▸ **EXTRACT TO READ**:
####

More than 2,200 GP practices had patients who had not been invited for screening due to an IT error related to incomplete registrations, a letter seen by Pulse has confirmed.
A review by NHS England had found 5,261 people across the country had not been contacted to participate in one or more NHS screening programmes.
The issue came to light after NHS England were contacted by a small number of people in the summer of 2024 due for screening who had not received an invite.
Public health and prevention minister Ashley Dalton told Parliament in a statement last week that the incomplete registrations meant the details were not passed to NHS screening systems.
Records indicate that up to 10 patients have been diagnosed with a relevant cancer and were not invited for certain screening.
Around 10 people who were not invited for screening ‘may have died from a relevant cancer’, she added.

####

(Natural language region descriptions)
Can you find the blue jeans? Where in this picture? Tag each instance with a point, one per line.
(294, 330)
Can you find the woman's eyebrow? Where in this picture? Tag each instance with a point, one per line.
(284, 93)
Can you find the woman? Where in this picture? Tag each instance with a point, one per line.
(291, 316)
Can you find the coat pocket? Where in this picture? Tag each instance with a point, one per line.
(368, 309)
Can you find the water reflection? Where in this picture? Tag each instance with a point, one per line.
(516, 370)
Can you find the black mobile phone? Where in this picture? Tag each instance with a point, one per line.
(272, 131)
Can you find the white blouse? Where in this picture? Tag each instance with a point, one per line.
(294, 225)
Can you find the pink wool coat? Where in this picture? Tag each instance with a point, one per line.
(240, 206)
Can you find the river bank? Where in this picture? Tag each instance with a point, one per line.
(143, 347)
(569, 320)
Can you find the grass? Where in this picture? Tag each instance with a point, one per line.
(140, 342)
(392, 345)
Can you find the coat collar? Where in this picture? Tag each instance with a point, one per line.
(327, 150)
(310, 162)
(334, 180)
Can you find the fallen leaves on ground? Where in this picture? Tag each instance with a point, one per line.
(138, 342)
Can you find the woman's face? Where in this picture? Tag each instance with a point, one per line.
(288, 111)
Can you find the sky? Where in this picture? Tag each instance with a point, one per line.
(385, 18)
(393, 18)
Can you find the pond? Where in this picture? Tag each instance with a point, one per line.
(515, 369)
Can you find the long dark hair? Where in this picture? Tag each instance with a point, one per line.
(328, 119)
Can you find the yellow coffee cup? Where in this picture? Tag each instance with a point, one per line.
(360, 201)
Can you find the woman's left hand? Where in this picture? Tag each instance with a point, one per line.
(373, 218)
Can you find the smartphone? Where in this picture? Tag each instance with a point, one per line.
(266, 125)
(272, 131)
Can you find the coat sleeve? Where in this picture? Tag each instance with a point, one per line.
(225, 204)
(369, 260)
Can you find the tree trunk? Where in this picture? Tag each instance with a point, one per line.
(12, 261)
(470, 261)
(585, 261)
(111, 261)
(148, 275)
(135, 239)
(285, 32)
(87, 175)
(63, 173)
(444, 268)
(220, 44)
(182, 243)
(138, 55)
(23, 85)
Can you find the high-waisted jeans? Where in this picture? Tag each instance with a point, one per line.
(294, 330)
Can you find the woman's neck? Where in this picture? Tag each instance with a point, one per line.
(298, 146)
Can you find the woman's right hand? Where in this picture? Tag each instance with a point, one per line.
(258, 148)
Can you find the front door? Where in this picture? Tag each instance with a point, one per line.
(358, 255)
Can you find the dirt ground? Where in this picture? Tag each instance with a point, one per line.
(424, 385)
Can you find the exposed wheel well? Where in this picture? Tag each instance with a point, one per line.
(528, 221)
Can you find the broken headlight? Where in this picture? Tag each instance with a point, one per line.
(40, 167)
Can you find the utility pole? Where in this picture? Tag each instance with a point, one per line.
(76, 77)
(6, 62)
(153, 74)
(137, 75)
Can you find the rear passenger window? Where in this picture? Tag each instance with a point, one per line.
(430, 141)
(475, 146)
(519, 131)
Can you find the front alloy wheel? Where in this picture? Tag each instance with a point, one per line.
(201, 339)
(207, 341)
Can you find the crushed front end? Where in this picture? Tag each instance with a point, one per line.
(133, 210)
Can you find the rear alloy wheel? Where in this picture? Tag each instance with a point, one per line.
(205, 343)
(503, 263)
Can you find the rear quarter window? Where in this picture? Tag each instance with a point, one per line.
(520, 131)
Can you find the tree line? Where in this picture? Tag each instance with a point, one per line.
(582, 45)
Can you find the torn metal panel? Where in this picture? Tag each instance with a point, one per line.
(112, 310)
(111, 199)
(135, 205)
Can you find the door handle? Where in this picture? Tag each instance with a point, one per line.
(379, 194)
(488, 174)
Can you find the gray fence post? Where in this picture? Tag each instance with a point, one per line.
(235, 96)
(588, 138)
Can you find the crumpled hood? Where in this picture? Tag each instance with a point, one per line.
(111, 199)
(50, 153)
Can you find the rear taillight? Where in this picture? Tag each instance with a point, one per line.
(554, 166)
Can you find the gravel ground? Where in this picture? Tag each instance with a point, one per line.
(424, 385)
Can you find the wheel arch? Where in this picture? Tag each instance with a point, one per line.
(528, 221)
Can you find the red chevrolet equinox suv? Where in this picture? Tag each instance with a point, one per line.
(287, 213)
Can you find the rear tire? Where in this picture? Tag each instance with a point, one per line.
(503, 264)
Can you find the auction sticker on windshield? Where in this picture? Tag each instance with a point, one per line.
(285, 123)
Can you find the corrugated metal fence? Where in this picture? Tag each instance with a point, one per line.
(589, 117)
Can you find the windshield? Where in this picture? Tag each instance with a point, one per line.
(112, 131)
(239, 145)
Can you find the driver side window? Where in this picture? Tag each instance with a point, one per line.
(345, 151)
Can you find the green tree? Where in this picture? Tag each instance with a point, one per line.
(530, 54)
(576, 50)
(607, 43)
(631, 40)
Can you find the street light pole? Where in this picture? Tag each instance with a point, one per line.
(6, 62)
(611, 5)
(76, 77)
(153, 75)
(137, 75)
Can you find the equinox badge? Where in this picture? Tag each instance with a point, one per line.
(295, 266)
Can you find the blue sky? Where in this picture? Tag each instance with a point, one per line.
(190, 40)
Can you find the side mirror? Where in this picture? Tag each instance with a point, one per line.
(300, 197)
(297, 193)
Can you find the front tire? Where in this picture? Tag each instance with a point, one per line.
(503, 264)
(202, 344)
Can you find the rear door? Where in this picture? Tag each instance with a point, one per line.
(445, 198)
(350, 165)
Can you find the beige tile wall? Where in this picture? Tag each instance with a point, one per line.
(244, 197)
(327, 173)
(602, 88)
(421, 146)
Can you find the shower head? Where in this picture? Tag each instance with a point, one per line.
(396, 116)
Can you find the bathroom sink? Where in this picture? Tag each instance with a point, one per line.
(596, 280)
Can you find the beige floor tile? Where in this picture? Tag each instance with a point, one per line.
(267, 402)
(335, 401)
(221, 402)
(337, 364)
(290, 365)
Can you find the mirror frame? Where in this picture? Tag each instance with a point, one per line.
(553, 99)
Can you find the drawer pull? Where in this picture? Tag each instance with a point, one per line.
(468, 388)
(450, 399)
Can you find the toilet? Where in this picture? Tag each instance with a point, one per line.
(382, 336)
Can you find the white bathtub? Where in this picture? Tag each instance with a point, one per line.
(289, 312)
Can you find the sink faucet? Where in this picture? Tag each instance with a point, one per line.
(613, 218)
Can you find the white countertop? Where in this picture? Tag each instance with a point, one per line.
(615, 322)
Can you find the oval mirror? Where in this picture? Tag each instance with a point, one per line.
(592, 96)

####

▸ **WHAT TO WORK ON**: Can you update the stretch of the screening error report from "Public health and" through "cancer’, she added." so that "Parliament" is replaced with "the House of Commons"?

▸ **EXERCISE ANSWER**:
Public health and prevention minister Ashley Dalton told the House of Commons in a statement last week that the incomplete registrations meant the details were not passed to NHS screening systems.
Records indicate that up to 10 patients have been diagnosed with a relevant cancer and were not invited for certain screening.
Around 10 people who were not invited for screening ‘may have died from a relevant cancer’, she added.